* **WHAT YOU WILL DO**: Rewrite all of the material below as a numbered list, one item per line, skipping blank lines and omitting the pictures.

* **DATA SUPPLIED**:
--- Start ---

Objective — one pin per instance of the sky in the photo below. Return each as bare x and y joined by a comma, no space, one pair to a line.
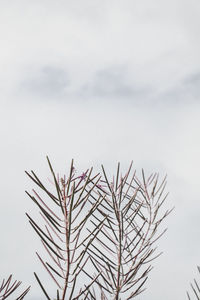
101,82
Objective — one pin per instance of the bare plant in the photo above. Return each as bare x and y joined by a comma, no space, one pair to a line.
99,233
8,287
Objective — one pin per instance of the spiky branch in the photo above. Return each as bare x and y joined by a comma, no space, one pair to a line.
99,228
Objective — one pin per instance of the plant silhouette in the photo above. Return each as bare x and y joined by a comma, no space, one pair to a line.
99,233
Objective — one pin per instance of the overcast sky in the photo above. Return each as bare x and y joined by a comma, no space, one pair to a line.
102,81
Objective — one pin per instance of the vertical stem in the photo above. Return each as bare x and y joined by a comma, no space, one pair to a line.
119,255
67,244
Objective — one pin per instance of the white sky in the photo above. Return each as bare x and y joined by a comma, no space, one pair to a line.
102,82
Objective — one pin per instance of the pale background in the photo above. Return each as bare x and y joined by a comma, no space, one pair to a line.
101,82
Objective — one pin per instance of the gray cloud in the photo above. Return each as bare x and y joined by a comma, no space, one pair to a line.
112,83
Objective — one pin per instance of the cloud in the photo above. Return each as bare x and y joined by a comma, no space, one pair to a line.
47,82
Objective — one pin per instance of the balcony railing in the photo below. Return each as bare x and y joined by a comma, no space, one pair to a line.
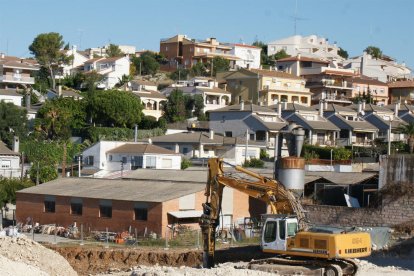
16,79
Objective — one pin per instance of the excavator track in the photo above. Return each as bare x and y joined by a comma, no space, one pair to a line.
290,266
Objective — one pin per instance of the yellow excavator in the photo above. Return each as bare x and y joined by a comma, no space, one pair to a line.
285,233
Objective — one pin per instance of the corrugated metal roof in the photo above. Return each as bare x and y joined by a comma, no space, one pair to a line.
126,190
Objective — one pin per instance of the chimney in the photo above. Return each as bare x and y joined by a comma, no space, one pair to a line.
321,104
27,96
397,108
279,109
16,143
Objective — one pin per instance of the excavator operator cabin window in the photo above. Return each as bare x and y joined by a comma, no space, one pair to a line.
292,229
282,229
270,232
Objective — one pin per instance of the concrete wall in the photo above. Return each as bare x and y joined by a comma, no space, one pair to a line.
391,213
397,168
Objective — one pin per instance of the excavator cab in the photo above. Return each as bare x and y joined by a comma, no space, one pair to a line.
276,232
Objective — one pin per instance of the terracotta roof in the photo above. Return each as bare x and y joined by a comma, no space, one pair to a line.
144,82
333,72
401,84
10,92
302,58
275,74
367,80
213,90
246,46
247,108
141,148
149,94
5,150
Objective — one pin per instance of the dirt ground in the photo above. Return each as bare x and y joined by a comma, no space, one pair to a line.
398,260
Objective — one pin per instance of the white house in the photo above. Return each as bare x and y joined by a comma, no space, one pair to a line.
112,70
77,61
9,161
114,156
11,96
249,55
383,69
309,46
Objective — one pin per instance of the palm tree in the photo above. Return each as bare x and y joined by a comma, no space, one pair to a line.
408,129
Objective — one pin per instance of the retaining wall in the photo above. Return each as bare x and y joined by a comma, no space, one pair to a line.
392,212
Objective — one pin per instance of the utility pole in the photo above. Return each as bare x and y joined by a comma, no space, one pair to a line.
247,145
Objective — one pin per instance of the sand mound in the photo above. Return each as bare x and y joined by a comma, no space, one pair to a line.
22,256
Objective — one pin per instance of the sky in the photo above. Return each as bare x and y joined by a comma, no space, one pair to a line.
353,24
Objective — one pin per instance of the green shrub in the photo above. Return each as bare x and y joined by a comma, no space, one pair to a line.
254,163
264,154
185,163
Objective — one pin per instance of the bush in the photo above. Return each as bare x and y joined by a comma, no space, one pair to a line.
185,163
264,154
254,163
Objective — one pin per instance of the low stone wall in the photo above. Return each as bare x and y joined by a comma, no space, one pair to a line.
392,212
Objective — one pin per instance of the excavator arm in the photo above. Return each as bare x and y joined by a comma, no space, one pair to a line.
278,198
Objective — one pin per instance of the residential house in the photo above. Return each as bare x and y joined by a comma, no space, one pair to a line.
11,96
327,81
10,160
183,52
213,97
354,130
384,69
404,111
363,85
401,91
150,97
259,123
309,46
64,93
77,60
107,157
143,204
209,144
266,87
112,70
16,72
318,129
382,118
249,56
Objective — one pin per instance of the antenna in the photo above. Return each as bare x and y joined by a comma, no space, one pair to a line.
295,18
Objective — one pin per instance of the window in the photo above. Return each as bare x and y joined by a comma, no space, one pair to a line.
49,204
270,232
292,229
105,208
141,211
76,206
5,163
282,229
151,162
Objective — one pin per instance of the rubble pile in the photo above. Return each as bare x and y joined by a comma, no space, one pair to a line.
22,256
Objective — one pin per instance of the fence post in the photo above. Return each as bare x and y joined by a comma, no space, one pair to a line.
81,234
166,239
54,236
107,238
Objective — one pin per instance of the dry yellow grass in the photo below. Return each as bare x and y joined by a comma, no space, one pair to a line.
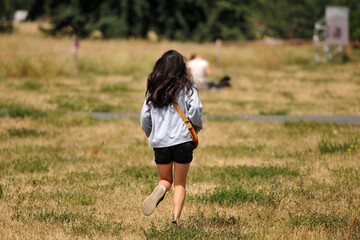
54,185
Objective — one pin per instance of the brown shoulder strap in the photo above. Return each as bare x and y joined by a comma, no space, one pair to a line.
181,113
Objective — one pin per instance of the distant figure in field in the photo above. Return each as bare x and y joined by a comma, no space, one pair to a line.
200,69
173,146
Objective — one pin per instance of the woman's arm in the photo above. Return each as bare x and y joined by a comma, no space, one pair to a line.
145,119
195,110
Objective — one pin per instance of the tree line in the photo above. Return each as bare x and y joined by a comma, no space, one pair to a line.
184,20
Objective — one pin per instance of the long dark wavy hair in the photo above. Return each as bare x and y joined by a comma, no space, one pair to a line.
169,76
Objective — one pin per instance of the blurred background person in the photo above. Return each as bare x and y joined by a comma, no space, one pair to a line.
199,69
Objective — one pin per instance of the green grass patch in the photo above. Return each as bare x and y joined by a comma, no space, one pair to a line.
82,199
231,151
83,103
279,112
309,125
80,225
288,95
198,227
31,164
347,177
313,220
25,132
116,88
233,195
239,173
141,173
30,85
326,146
15,110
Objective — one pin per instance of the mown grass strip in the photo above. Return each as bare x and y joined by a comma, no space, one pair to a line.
313,220
239,173
233,195
198,227
326,146
25,132
15,110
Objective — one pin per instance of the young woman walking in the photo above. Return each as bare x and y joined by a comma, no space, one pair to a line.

--- End ---

* **CORRECT ANSWER**:
1. Objective — one pin per instance of the sky in the photo below. Return each as bare x and y joined by a comma, no space, one pair to a line.
2. 101,82
3. Objective — one pin per instance of the bare plant in the photo above. Return each as bare x and y joined by a comma, no space, one pair to a line.
4. 99,233
5. 8,287
6. Objective — one pin per instance of the spiky branch in the photo above. Return each as bare x and y joined by a comma, no space, one pair to a line.
7. 99,228
8. Objective — one pin per instance of the plant silhouette in the photo above. Return each as bare x and y joined by a comma, no space, one pair to a line.
9. 99,233
10. Objective — one pin per instance of the overcast sky in the photo above. Return each as bare x and y joined by a comma, no space, one pair to a line.
11. 102,81
12. Objective — one pin per instance of the vertical stem in the photo above. Return each as bare x and y joined by a comma, no space, one pair to a line.
13. 119,255
14. 67,244
15. Objective — one pin per instance of the white sky in the photo above. Return each as bare x and y joined by a comma, no space, one pair to a line.
16. 102,82
17. Objective — one pin per instance of the pale background in the photo above. Return each as bare x and y joined by a comma, no space, one pair to a line.
18. 101,82
19. Objective — one pin per instance of the gray cloud in the photo above. Return each as bare x and y joined by a comma, no space, one pair to a line.
20. 112,83
21. Objective — one pin per instance of the cloud in the photo above. Return each as bare x and y joined by a comma, no space, one pair to a line.
22. 47,82
23. Objective — one pin per instance of the balcony railing in the photo below. Return each as bare x and y joined by a comma, no space, one pair to a line.
24. 16,79
25. Objective — one pin per instance of the excavator track in the photo above. Return each as bare x and y joined by a comma, no space, one pair to a line.
26. 290,266
27. Objective — one pin per instance of the yellow excavator in the photo above. Return each as bare x and y joined by a comma, no space, one pair to a line.
28. 285,233
29. Objective — one pin per instance of the corrugated metal roof in the photo above. Return each as bare x and y joined by a comma, no space, one pair to a line.
30. 126,190
31. Objective — one pin per instance of the chimney in the photo above. Return each as bare x and y joined by a comma, no space, one pair to a line.
32. 321,104
33. 27,96
34. 397,108
35. 279,109
36. 16,143
37. Objective — one pin per instance of the excavator operator cabin window in the photo above. Return each as bare x and y joined by a comma, no space, one pair to a line.
38. 292,229
39. 282,229
40. 270,232
41. Objective — one pin per instance of the concrete wall in the photo above. Return each as bare x and y joined by a comma, no space, one pair to a line.
42. 391,213
43. 397,168
44. Objective — one pin per instance of the excavator cab in the photo above. Return each as bare x and y joined by a comma, no space, one pair to a line.
45. 276,232
46. Objective — one pin per instance of the terracotta roof in the photo above. Return each as bare x and y joined by a comma, no space, one pair to a line.
47. 144,82
48. 333,72
49. 401,84
50. 10,92
51. 302,58
52. 275,74
53. 367,80
54. 213,90
55. 246,46
56. 247,108
57. 141,148
58. 149,94
59. 5,150
60. Objective — one pin per instance of the dirt ground in the photo above. Return each as bare x and y joined by a comma, no space, one pair to a line.
61. 398,260
62. Objective — one pin per instance of the white house in the photo above. Return each as bare x and y joined by a comma, no space, one pair to a line.
63. 112,70
64. 77,61
65. 9,161
66. 114,156
67. 11,96
68. 249,55
69. 383,69
70. 309,46
71. Objective — one pin per instance of the palm tree in the photo above. Return each as bare x and y joined by a comma, no space, one pair to a line.
72. 408,129
73. Objective — one pin per instance of the retaining wall in the photo above. Return each as bare x and y joined by a comma, no space, one pair to a line.
74. 392,212
75. Objective — one pin per instance of the utility pole in the photo above. Return each as bare x and y joined by a comma, no space, one pair to a line.
76. 247,145
77. Objective — one pin per instance of the sand mound in the photo above. Return each as bare x and y joined by a comma, no space, one pair to a line.
78. 22,256
79. Objective — one pin per instance of the sky in the photo above. Return each as bare x and y joined by a comma, no space, one pair to a line.
80. 353,24
81. Objective — one pin per instance of the green shrub in the photo above. Return each as bare x and y joined by a comma, no space, one pair to a line.
82. 254,163
83. 264,154
84. 185,163
85. Objective — one pin per instance of the bush in the photo above. Return each as bare x and y joined by a comma, no space, one pair to a line.
86. 185,163
87. 264,154
88. 254,163
89. Objective — one pin per instance of the low stone wall in the photo above. Return each as bare x and y joined by a comma, no space, one pair to a line.
90. 392,212
91. Objective — one pin per instance of the excavator arm in the photo above. Return each as bare x and y joined by a comma, no space, one pair to a line.
92. 278,198
93. Objective — one pin per instance of the residential house in the photo above. Return each as bare x and y joined by a comma, no space, one pair to a line.
94. 11,96
95. 327,81
96. 10,160
97. 183,52
98. 213,97
99. 354,130
100. 384,69
101. 404,111
102. 363,85
103. 401,91
104. 150,97
105. 259,123
106. 309,46
107. 64,93
108. 77,60
109. 107,157
110. 143,204
111. 209,144
112. 266,87
113. 112,70
114. 16,72
115. 318,129
116. 382,118
117. 249,56
118. Objective — one pin per instance of the antenna in the photo above. Return each as bare x and y joined by a comma, no space, one pair to a line.
119. 295,18
120. Objective — one pin per instance of the window in the photo above. Return each as bare x and y joined by a comma, no space, one pair to a line.
121. 49,204
122. 270,232
123. 292,229
124. 105,208
125. 141,211
126. 76,206
127. 5,163
128. 282,229
129. 151,162
130. Objective — one pin per instance of the rubble pile in the photo above. Return each as bare x and y joined by a comma, no space, one pair to a line.
131. 22,256
132. Objective — one pin per instance of the fence post in the photo above. Return each as bare x and y joined by a comma, no space, one pair to a line.
133. 81,234
134. 166,239
135. 54,236
136. 107,238
137. Objective — one pin per instance of the dry yellow grass in the photo below. Return each as bare x and y joined by a comma, no space, one pair to a line.
138. 54,185
139. Objective — one pin per instance of the brown shoulder strap in the photo above. Return each as bare x and y joined by a comma, no space, one pair to a line.
140. 181,113
141. Objective — one pin per instance of the distant figure in field in the photo above. Return each as bare x and y joined by a comma, no space, one pair to a line.
142. 200,69
143. 173,146
144. Objective — one pin per instance of the woman's arm in the photo above. Return each as bare x and y joined by a comma, no space, one pair to a line.
145. 145,119
146. 195,110
147. Objective — one pin per instance of the tree line in the photo above. Return each as bare x and y joined by a comma, no space, one pair to a line.
148. 184,20
149. Objective — one pin per instance of the long dark wavy hair in the photo above. Return each as bare x and y joined by a comma, no space, one pair to a line.
150. 169,76
151. Objective — one pin per instance of the blurred background person in the photo above. Return each as bare x and y joined by a comma, no space, one pair to a line.
152. 199,69
153. Objective — one pin per instance of the green grass patch in the photo above. Return each as bare x and y joined by a comma, no space, one pair to a line.
154. 82,199
155. 231,151
156. 83,103
157. 279,112
158. 309,125
159. 80,225
160. 288,95
161. 198,227
162. 31,164
163. 347,177
164. 313,220
165. 25,132
166. 116,88
167. 233,195
168. 239,173
169. 141,173
170. 30,85
171. 326,146
172. 15,110
173. Objective — one pin per instance of the mown grass strip in the photo above. Return each as bare x and y joined by a comma, no space, one pair to a line.
174. 313,220
175. 239,173
176. 233,195
177. 198,227
178. 326,146
179. 25,132
180. 15,110
181. Objective — one pin per instance of the young woman walking in the photo above. Return each as bare x and y joined by a comma, no space, one pair to a line.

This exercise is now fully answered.